╔══

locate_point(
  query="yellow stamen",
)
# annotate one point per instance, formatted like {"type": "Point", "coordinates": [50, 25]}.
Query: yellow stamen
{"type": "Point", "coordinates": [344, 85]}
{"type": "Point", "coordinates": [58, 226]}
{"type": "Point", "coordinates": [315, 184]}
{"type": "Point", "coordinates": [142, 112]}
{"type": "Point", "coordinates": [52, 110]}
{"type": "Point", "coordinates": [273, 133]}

╚══

Activity →
Give the entries again in full, with nothing changed.

Output of the task →
locate_point(
  query="yellow stamen",
)
# annotate one point per instance, formatted like {"type": "Point", "coordinates": [50, 25]}.
Query: yellow stamen
{"type": "Point", "coordinates": [344, 85]}
{"type": "Point", "coordinates": [58, 226]}
{"type": "Point", "coordinates": [315, 184]}
{"type": "Point", "coordinates": [142, 112]}
{"type": "Point", "coordinates": [52, 110]}
{"type": "Point", "coordinates": [273, 133]}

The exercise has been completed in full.